Whatever the data contains, copy all of it exactly.

Records excerpted from a collection:
********************

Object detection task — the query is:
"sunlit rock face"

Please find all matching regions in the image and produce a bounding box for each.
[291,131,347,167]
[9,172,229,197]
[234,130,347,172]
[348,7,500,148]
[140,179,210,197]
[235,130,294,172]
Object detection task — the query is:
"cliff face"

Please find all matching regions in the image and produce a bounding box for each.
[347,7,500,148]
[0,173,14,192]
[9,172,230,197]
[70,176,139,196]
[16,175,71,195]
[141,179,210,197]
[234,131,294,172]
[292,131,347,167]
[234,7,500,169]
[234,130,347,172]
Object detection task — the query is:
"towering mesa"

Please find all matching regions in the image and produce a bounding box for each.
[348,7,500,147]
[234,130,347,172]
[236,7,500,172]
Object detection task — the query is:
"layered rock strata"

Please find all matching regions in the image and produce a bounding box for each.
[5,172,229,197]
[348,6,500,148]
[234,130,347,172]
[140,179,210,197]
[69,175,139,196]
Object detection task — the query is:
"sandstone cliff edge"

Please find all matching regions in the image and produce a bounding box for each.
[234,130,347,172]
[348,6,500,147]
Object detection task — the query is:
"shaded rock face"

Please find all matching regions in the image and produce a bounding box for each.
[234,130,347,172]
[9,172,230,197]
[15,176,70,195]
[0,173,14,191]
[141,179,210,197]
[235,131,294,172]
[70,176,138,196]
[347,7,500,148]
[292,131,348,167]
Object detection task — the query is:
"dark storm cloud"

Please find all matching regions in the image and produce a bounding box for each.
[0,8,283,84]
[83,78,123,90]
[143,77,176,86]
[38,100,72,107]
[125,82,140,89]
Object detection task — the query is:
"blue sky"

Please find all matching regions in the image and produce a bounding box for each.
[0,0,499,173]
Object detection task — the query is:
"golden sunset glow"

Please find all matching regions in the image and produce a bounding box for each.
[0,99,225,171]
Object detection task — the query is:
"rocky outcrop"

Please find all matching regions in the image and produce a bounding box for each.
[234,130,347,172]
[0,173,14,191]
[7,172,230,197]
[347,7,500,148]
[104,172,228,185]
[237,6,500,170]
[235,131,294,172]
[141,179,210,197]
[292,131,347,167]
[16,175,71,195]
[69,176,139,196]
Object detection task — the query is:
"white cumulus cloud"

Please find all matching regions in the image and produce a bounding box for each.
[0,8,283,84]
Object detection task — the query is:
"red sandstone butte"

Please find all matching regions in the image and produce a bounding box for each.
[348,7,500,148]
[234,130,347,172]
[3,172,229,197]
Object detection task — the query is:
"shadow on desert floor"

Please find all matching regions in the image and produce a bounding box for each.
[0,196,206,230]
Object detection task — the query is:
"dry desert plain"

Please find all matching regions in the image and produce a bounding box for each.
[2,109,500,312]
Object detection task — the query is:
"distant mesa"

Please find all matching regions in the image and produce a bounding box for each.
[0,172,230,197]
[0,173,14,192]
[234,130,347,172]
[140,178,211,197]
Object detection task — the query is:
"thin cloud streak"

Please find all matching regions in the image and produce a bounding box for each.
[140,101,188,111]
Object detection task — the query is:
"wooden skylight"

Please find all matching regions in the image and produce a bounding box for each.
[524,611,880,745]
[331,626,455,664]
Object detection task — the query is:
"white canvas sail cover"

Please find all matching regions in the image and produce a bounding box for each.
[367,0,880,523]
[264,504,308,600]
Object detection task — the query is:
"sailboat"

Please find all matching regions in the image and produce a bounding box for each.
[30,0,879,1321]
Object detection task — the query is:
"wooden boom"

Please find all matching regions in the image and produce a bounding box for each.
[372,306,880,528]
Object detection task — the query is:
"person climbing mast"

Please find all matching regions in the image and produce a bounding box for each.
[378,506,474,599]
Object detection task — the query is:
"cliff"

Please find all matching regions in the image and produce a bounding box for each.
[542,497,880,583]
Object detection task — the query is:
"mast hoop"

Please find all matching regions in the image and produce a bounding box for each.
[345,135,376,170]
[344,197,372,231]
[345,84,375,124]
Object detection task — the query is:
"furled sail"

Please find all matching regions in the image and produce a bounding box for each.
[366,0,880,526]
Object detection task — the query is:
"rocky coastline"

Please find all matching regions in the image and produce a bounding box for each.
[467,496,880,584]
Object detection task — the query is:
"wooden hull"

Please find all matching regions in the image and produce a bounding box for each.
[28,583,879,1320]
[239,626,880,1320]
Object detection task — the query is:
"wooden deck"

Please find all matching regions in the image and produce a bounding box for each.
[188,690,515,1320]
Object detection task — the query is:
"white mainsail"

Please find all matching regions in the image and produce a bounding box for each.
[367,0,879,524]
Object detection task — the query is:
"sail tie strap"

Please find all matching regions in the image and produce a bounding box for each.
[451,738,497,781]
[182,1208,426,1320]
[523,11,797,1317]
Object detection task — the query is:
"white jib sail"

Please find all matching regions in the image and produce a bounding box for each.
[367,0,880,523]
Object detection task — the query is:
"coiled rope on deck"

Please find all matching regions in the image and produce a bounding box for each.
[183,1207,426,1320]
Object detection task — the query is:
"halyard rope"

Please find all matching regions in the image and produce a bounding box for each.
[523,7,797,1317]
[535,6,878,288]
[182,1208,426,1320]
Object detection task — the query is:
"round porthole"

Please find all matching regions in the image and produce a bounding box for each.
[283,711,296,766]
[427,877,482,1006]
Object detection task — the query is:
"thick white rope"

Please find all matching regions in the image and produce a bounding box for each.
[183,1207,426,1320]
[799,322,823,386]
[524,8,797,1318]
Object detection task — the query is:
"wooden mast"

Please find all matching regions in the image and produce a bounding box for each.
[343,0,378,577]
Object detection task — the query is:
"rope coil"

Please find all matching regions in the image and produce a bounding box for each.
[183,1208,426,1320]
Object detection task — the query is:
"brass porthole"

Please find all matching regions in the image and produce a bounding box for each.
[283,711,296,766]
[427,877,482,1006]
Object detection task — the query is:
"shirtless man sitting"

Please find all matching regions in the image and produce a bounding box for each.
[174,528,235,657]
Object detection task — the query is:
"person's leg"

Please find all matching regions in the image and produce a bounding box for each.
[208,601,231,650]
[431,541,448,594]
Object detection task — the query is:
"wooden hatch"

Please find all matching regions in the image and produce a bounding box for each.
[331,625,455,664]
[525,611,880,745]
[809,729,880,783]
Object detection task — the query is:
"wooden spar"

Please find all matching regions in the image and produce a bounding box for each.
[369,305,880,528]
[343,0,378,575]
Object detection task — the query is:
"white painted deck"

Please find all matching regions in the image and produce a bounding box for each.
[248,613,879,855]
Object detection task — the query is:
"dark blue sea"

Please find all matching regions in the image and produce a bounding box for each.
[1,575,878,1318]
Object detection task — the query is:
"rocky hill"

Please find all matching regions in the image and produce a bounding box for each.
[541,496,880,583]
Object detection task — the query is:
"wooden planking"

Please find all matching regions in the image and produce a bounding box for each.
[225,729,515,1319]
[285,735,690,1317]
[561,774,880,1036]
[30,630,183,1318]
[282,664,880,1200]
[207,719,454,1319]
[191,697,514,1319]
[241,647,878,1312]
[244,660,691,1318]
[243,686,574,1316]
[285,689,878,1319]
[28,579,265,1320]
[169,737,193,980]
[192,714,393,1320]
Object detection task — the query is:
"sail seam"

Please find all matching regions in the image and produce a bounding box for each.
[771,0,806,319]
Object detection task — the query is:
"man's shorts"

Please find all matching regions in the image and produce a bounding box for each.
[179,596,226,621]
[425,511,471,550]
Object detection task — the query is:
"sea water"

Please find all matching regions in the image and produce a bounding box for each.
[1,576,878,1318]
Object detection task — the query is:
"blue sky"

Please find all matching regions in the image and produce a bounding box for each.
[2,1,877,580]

********************

◆ Result:
Object detection task — the query is:
"sunlit rock face"

Please find all matching regions in the image and produce a bounding box for each.
[291,131,347,167]
[9,172,229,197]
[234,130,347,172]
[348,7,500,148]
[140,179,210,197]
[235,130,294,172]
Object detection task — the query is:
"cliff face"

Please find all matching regions in the image and produce a bounding box for each.
[347,7,500,148]
[0,173,14,192]
[9,172,230,197]
[70,176,139,196]
[16,175,71,195]
[141,179,210,197]
[234,131,294,172]
[292,131,347,167]
[234,7,500,169]
[234,130,347,172]
Object detection task — the query is:
"towering mesa"

Please find all matching regions in the image and produce a bounding box for each.
[348,7,500,147]
[234,130,347,172]
[236,7,500,172]
Object detection task — the query is:
"layered rock strata"

Please find all matching regions in the image and produce a bounding box for each.
[5,172,229,197]
[348,6,500,148]
[234,130,347,172]
[140,179,210,197]
[69,175,139,196]
Object detection task — the query is:
"sandstone cliff edge"

Please find all matching regions in the image and produce a bounding box for each.
[234,130,347,172]
[348,6,500,147]
Object detection task — the query is:
"shaded rock face"

Please find all matching regions in the image and produce a bounding box for each.
[234,130,347,172]
[9,172,230,197]
[15,176,70,195]
[0,173,14,191]
[141,179,210,197]
[235,131,294,172]
[70,176,138,196]
[347,7,500,148]
[292,131,348,167]
Object detection task — the query is:
"dark storm cloud"

Please find all matching regions in the image and produce a bounding box for each.
[0,8,283,84]
[83,78,123,90]
[143,77,176,86]
[38,100,72,107]
[125,82,140,89]
Object detection task — the query is:
"blue sky"

Please find all matching regions in the image and produce a bounding box for each.
[0,0,499,173]
Object detection task — the query is:
"golden sunset glow"

Please find all matching regions in the image and produce a bounding box for each.
[0,99,225,171]
Object detection task — the query is:
"rocky outcrop"

Please find all matching regions in the image and produce a bounding box for each.
[234,130,347,172]
[0,173,14,191]
[7,172,230,197]
[347,7,500,148]
[104,172,228,185]
[237,6,500,170]
[235,131,294,172]
[141,179,210,197]
[292,131,347,167]
[16,175,71,195]
[69,176,139,196]
Object detection task — the query is:
"white cumulus cloud"

Please find all matching regions in the image and produce a bounding box for each.
[0,8,283,84]
Object detection task — the query is:
"red sandstone butte"

Please find all matching regions in the image and produce a bounding box for each.
[348,7,500,148]
[234,130,347,172]
[3,172,229,197]
Object detection task — the query is:
"shadow on desert floor"

Please find all matching regions in the image and produce a bounding box for each.
[0,196,206,230]
Object detection task — the query is:
"dry desert plain"

Please find all matching regions in the image and produce a bounding box for each.
[2,109,500,312]
Object detection task — the query is:
"distant mesa"

Please find all matching regions in the image and produce a bounding box for each.
[0,172,230,197]
[0,173,14,192]
[234,130,347,172]
[140,178,211,197]
Object detection task — the query is:
"thin cloud streak"

Please find all matching regions in the image and produce a bounding box for each.
[140,101,188,111]
Object detection task — the query is:
"wooden skylight"

Please find all matching regions in the image and produce a bounding box for each.
[524,611,880,745]
[331,626,455,664]
Object detection task — the query is:
"white canvas sail cover"

Please find all matching regions in the image and produce a bounding box for each.
[367,0,880,523]
[264,504,308,600]
Object detection task — the query is:
"sailboat"

Please find all matching regions in the image and produce a bounding box for each.
[30,0,879,1321]
Object detection task — the query is:
"wooden boom"

Please find all matching regions in the image and produce a bounding box for each.
[372,306,880,528]
Object detection task — the query is:
"person climbing mast"

Please find all matching regions in the image and produce a bounding box for each.
[378,506,474,599]
Object detection task — the query is:
"cliff"

Please find all matching regions in the image and produce a bounding box for each.
[542,497,880,583]
Object detection task — the query is:
"mast hoop"

Please find all matching regions in the image and produce a bounding box for each.
[345,135,376,170]
[344,197,372,231]
[345,84,375,124]
Object detection task — the query is:
"furled sail"

Please find all matching regions in the image and produce a bounding box for each.
[366,0,880,526]
Object detection task — the query is:
"rocky coastline"

Please find all matching regions in the image and produce a bounding box for each.
[467,496,880,584]
Object detection task — the query is:
"wooden hull"

Please find all matching regions in the image and produce a bounding box for each.
[28,583,879,1320]
[239,626,880,1320]
Object detection task — the query is:
"wooden deck"

Please find all matching regions in the image and produce a bounding box for each.
[188,690,515,1320]
Object detection task — the query is:
"white mainsail"

Please find all matching regions in the image and produce a bounding box for each.
[367,0,879,524]
Object detection task — the query is:
"sail tie strap"

Please find all matching regions in the image and produce a bounding box for each.
[451,738,497,781]
[182,1208,426,1320]
[523,11,797,1317]
Object detection task — the query is:
"white jib sail"

Please find all matching regions in the image and produce a bounding box for each.
[367,0,880,523]
Object detection task — the query is:
"coiled rope on deck"

Please find all matching regions in the image and produce a bounding box for each.
[183,1207,426,1320]
Object detection task — the query is:
"halyard rope"

Please find all matching regions in the image and produce a bounding box for each.
[523,7,797,1317]
[535,6,878,288]
[182,1208,426,1320]
Object detection task — the query is:
"round porthole"

Please find all matching regions in the image and produce a bounding box for each.
[283,711,296,766]
[427,877,482,1006]
Object detection task — the query is:
"thick white rope"

Please find all matching regions in the image and produce a bounding box for each.
[183,1207,426,1320]
[799,322,823,386]
[524,8,797,1318]
Object detection task — the query is:
"wooden mast"

Please find all matching regions in the image and produce a bounding box for each.
[343,0,378,577]
Object detection task — the query is:
"rope coil"

Please find all matching regions in the image and produce a bounding box for each.
[183,1208,426,1320]
Object detection task — the query is:
"brass porthole"

Please find all matching regions in the image and produce a bounding box for each.
[283,711,296,766]
[427,877,482,1006]
Object detection task — the query is:
"shirtless man sitting"

Please find all matching regions in the image and produce a bounding box for each.
[174,528,235,657]
Object detection task — the query is:
"person's leg"

Please find all matching regions in the image and produce a bounding box for each.
[208,601,231,650]
[431,541,448,594]
Object detection task — the query is:
"wooden hatch"

Please find all matching regions in the image and produce a bounding box for each.
[331,625,455,664]
[525,611,880,745]
[809,729,880,783]
Object detection task — the query is:
"wooden spar"

Please find all matching regions in the image and produce a bounding box for each.
[369,305,880,528]
[343,0,378,575]
Object detection task — the query is:
"white painted deck"

Please find all matching regions in the image and produce a bounding box for each.
[248,613,879,855]
Object detection task — the query is:
"dark blue sea"

Please find all matching regions in the image and produce a bounding box for each.
[1,575,878,1318]
Object detection task — the query is:
"rocky hill"

Please find all matching regions in the image and produce a bounding box for each.
[541,496,880,583]
Object detection task — the query is:
"wooden planking"

Please find all matching regions in the image and produce a bounding box for each.
[225,729,515,1319]
[285,735,690,1317]
[561,774,880,1036]
[30,630,183,1318]
[282,664,880,1200]
[207,719,454,1319]
[191,697,514,1319]
[241,647,878,1312]
[244,660,691,1318]
[243,686,574,1316]
[285,689,878,1319]
[28,579,265,1320]
[169,737,193,980]
[192,714,393,1320]
Object detection task — the query is:
"sail seam"

Please find all matching regions in the image and produce a bounding box for each.
[771,0,806,319]
Object detection task — the query is:
"man's shorts"

Please find all matching regions in the image and produce a bounding box for each.
[179,596,226,621]
[425,511,471,550]
Object detection task — the query is:
"sea water"

Please find all matching regions in the image and produce a bounding box for each.
[1,576,878,1318]
Object detection task — the query is:
"blue sky"

Please find all matching regions in the image and produce a bounding box for each.
[2,1,877,580]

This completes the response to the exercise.